The new methods also would reflect better on us. The outrage attending the news about Abu Ghraib probably wouldn't have arisen if the images featured detainees who weren't naked, hooded, or sexually posed as preludes to hostile interrogation. If prisoners instead had been wired to electroencephalographs or noninvasively examined by Functional MRI scanners to see whether they were telling the truth, the images would not have turned into emblems of degradation and humiliation. Would most Americans honestly consider this torture or abuse?
Of course, the advent of these new drugs and brain-scanning techniques doesn't remove the moral questions about whether they should be used on detainees. Consider a hypothetical pill, whose only side effect is slight nausea and a headache, that makes anyone who takes it tell the truth for 90 minutes. Should military and intelligence interrogators be able to force POWs or unlawful combatants to take the pill?
It's still a hard call. Critics always envision Manchurian Candidate-like brainwashing scenarios. Human rights advocates constantly worry that forcing the pill on prisoners would violate their rights to be free from self-incrimination. But it's not clear that these minimally invasive interrogation options would cross a hallowed legal line. After all, even in American criminal proceedings, the state can legally draw blood, take fingerprints, and obtain DNA for testing. And POWs and unlawful combatants are not in a criminal system but one where less-stringent protections are typically afforded. At the least, public policy debates should explore the possibility that the new interrogation techniques, if conducted appropriately, aren't inherently torture or abuse.

• **Dataset extract**:
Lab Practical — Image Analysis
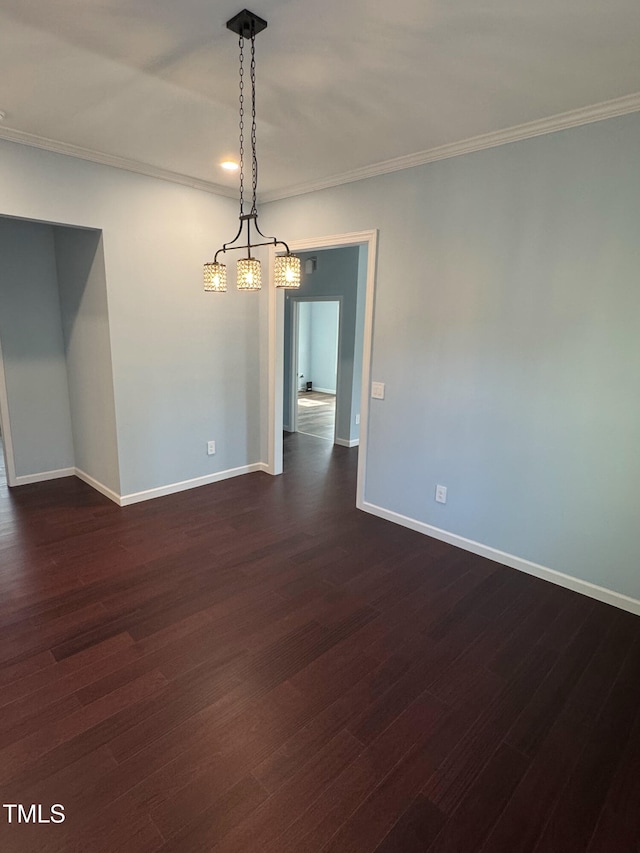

• **Task requirements**:
#1 Take the piece on new interrogation methods and swap "pill" for "capsule" in everything from "Of course, the" down to "take the pill?".
#2 Pick up the piece on new interrogation methods where it stops, and write what comes next.

• **Responses per task**:
#1
Of course, the advent of these new drugs and brain-scanning techniques doesn't remove the moral questions about whether they should be used on detainees. Consider a hypothetical capsule, whose only side effect is slight nausea and a headache, that makes anyone who takes it tell the truth for 90 minutes. Should military and intelligence interrogators be able to force POWs or unlawful combatants to take the capsule?

#2
It isn't obvious, for example, that being attached to a Functional MRI scanner is the moral equivalent of being deprived of sleep for 36 hours in a cold cell. Being made to take a Paxil-like derivative isn't necessarily the legal equivalent of being forced to strip naked and simulate sex with another inmate. Interrogation methods based on non-consensual and passive medical interventions would give rise to criticism, but it's certainly plausible that in the eyes of international law they would be less objectionable than methods based on the threat and reality of physical beatings.
The goal here wouldn't be to update the CIA's notorious MK-Ultra "mind control" experiments of the 1950s, which administered LSD and performed other experiments on unwitting prisoners. Rather, the point would be to declare that, just as America's armed forces use precision-guided munitions and "smart bombs" to minimize civilian casualties, America's interrogation methods rely upon new technologies to decrease the risk of illegal abuse.
Even if torture and abuse were effective interrogation tactics, they intrinsically undermine the values American society says it stands for. By contrast, using minimally invasive technologies explicitly designed not to be harmful represents values that can be defended both at home and abroad.